Please pull out every line in the entries below that contains the word "Target", and copy each one in full.

# Dataset rows
▶

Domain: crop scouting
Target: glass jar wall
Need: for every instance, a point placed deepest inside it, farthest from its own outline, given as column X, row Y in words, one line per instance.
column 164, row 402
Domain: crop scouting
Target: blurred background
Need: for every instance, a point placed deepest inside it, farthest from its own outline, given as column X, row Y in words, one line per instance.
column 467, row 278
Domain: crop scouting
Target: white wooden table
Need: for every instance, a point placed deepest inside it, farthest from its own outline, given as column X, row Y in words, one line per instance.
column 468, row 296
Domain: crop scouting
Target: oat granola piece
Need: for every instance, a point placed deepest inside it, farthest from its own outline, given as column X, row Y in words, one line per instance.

◀

# Answer for the task
Target: glass jar wall
Target: blurred background
Target: white wooden table
Target: oat granola piece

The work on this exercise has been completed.